**Source:**
* start *

Monday, October 21, 2013

Bliss Trick or Sweet Halloween Haunt





So on today's stop we have the wonderful Vicki Wilkerson's story. So get comfy and follow along.


The Rocking Chair at the Old Manse
by Vicki Wilkerson


How many of us ever truly get frightened at Halloween? The truth of the matter is—unless you’re three—not many. One Halloween, however, my heart hurdled out of my chest—again and again and again.
It started out in early October when I had just finished renovating a 275-year-old historic home, near Charleston, South Carolina, where I was born and raised. Throughout my life, I had admired the old dilapidated house, with its dark past and hand-blown glass windows. But I had heard the stories as a child—stories about the previous inhabitants, their deaths and how the house carried with it a series of bad luck rumors.

I tried to ignore them all as I renovated the home with the wide, central hallway, tall ceilings and meandering rooms that were all accessed by that imposing entry hall. I moved in and finished hanging pictures and curtains in short order. Even the front porch was decorated with rocking chairs, a table and a lamp. When I finished, it seemed enchanting. The fall winds cooled the old house as it blew the October leaves from the trees onto the dying grass. I watched the orange season wash over the South from the distorted glass in the old panes. Home. I filled it with the aromas of pumpkin cookies and homemade bread. It was time to decorate for Halloween.

* end *

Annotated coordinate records
* start *

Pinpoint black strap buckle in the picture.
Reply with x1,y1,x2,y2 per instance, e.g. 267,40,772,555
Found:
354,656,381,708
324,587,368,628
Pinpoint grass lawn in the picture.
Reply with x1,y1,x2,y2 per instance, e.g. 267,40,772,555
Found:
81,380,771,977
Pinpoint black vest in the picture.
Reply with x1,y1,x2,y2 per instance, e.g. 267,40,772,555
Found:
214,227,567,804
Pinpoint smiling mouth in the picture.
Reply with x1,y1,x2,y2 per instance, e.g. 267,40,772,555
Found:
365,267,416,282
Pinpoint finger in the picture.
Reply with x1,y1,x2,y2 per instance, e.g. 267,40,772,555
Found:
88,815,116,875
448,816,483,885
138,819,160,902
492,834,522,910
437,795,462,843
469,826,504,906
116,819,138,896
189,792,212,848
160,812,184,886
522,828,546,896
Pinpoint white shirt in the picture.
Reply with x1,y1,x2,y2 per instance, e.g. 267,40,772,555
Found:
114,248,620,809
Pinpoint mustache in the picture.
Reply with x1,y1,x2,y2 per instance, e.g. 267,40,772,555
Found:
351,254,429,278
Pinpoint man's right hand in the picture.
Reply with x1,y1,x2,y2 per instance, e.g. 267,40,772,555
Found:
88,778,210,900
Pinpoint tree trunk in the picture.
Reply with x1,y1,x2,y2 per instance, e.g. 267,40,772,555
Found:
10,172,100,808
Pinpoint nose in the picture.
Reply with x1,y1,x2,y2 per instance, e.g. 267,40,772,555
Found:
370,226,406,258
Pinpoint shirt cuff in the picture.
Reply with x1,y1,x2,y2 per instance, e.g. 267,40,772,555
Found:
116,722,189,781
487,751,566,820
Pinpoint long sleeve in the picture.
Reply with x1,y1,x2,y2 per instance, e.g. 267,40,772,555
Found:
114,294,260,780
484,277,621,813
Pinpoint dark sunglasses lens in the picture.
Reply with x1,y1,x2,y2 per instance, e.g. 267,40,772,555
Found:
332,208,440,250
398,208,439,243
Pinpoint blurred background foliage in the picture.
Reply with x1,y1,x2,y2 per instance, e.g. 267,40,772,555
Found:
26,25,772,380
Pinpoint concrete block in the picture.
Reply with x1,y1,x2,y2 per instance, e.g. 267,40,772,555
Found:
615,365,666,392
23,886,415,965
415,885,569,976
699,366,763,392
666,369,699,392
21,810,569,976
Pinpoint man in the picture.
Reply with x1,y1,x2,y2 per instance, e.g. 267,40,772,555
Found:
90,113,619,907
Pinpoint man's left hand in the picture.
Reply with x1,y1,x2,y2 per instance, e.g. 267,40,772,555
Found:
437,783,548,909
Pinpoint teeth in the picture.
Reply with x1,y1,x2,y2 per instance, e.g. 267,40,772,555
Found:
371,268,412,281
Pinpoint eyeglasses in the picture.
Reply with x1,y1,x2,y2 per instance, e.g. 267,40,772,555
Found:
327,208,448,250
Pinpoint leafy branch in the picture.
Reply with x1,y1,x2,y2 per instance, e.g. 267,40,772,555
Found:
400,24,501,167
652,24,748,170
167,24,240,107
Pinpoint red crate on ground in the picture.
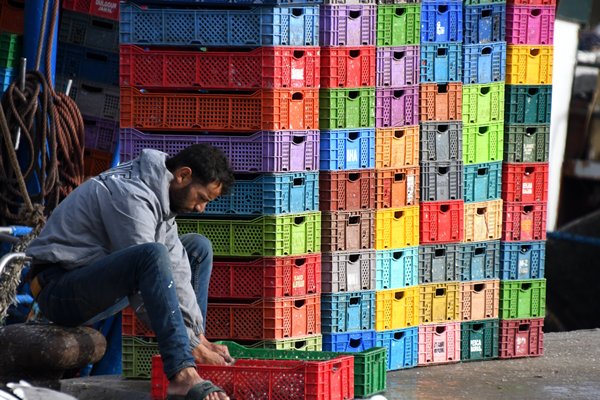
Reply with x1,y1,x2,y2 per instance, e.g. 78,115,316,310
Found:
208,254,321,299
121,87,319,131
120,45,320,89
419,83,462,122
498,318,544,358
375,167,420,209
319,169,375,211
62,0,119,21
501,201,547,242
502,163,548,202
151,355,354,400
420,200,464,244
321,46,375,89
206,294,321,340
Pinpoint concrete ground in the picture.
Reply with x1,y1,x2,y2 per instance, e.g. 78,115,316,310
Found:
61,329,600,400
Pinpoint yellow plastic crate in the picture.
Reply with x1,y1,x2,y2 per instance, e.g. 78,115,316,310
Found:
375,206,419,250
506,45,554,85
375,286,419,331
464,199,502,242
419,282,461,324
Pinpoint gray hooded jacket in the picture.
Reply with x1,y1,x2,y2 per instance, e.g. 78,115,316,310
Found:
27,150,203,348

* end *

**Required work:**
1. According to the Halloween story, how old was the historic home that was renovated near Charleston, South Carolina?
2. List every object the Halloween story says was used to decorate the front porch.
3. Reproduce word for word the passage of the Halloween story from "It started out" up to and including "bad luck rumors.".

**Outputs for the tasks:**
1. It was 275 years old.

2. Rocking chairs, a table, and a lamp.

3.
It started out in early October when I had just finished renovating a 275-year-old historic home, near Charleston, South Carolina, where I was born and raised. Throughout my life, I had admired the old dilapidated house, with its dark past and hand-blown glass windows. But I had heard the stories as a child—stories about the previous inhabitants, their deaths and how the house carried with it a series of bad luck rumors.